Excerpted data:

>>>>

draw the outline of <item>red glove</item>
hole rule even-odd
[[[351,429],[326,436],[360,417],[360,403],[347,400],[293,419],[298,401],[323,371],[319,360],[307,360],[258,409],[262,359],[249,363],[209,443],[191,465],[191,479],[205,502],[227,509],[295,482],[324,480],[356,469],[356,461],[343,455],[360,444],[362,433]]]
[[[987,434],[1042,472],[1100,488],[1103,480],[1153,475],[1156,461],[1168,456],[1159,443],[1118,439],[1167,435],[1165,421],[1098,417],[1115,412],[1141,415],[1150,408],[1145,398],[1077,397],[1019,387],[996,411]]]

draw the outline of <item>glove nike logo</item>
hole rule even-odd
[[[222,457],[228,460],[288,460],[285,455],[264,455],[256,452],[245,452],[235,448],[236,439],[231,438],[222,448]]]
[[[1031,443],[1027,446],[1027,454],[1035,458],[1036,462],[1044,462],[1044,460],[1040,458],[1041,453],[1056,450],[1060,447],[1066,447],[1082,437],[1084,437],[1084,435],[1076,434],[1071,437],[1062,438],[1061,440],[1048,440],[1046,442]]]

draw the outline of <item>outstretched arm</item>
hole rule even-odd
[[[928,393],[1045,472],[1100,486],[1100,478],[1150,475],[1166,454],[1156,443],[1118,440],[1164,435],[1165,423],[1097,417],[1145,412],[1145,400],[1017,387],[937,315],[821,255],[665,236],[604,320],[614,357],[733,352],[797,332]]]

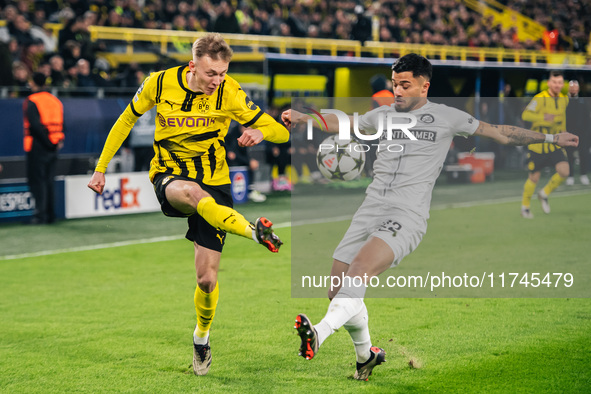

<<<<

Aim of the exercise:
How many lines of the material above hold the string "draw"? Reply with the number and nothing else.

Solution for this problem:
3